▸ **SELECTED TEXT**
I list this separately so you will pay attention. Your video camera came with ND filters built in (if you didn’t buy it at Walmart). I hope you used them. SDoF is totally dependant on wide open lenses (large apertures of f1.2 and friends). If it’s bright outside, you are stuck with an exposure time of 1/50th and the lowest you can con the ISO is 100, you are going to have to stop down to f16 or so. Suddenly the whole world is in focus and you are not getting 2″ of focus you need to see the tears on her cheeks, but not the bus in the background…back to video – blehck. (Blehck – noun – the feeling in the pit of your stomach when things stop looking like film and start looking like it was shot on a 12 year old’s Flip Mino).

You will need Neutral Density filter (ND) and Graduated ND filters. And a few of them. Magic Bullet II does such a good job of color grads in post, I would hesitate to use a colored graduated filter on the camera unless I REALLY new what I was up to (i.e. I was Storarro incarnate).

UV filters are important in my neck of the woods – we have very little ozone layer in New Zealand – so lots of sunburn and UV mucking up the sharpness of colors.

A polarizer is a great investment, and if you have read this so far, you probably know what it does, otherwise wikipedia (it’s never wrong!?).

Filters, like lenses, are not cheap, and you get what you pay for. Get the glass ones for $50. If you get those gelatin / plastic ones, be sure to call me so I can make you an offer on those L lenses you will be wasting.

Remember, you will probably need a mattebox to hold them. Then you will look cool :)

▸ **REQUIREMENTS**
Repeat word for word everything in the camera filter passage above, from "I list this" down to "old’s Flip Mino).".

[Data listing]
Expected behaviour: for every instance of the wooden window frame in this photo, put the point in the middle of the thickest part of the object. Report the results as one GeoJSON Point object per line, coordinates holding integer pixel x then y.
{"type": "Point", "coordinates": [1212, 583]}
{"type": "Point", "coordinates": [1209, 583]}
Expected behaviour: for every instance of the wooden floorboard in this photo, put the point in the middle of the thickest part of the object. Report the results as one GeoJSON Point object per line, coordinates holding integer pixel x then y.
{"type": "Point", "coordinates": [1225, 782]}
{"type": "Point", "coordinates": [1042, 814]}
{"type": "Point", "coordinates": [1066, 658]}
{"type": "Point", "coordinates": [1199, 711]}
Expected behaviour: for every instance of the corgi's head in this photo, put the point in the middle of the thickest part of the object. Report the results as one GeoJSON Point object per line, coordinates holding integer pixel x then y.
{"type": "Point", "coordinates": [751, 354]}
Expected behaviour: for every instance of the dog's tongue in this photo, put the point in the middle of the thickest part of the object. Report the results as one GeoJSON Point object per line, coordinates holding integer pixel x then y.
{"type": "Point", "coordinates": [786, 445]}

▸ **EXPECTED ANSWER**
I list this separately so you will pay attention. Your video camera came with ND filters built in (if you didn’t buy it at Walmart). I hope you used them. SDoF is totally dependant on wide open lenses (large apertures of f1.2 and friends). If it’s bright outside, you are stuck with an exposure time of 1/50th and the lowest you can con the ISO is 100, you are going to have to stop down to f16 or so. Suddenly the whole world is in focus and you are not getting 2″ of focus you need to see the tears on her cheeks, but not the bus in the background…back to video – blehck. (Blehck – noun – the feeling in the pit of your stomach when things stop looking like film and start looking like it was shot on a 12 year old’s Flip Mino).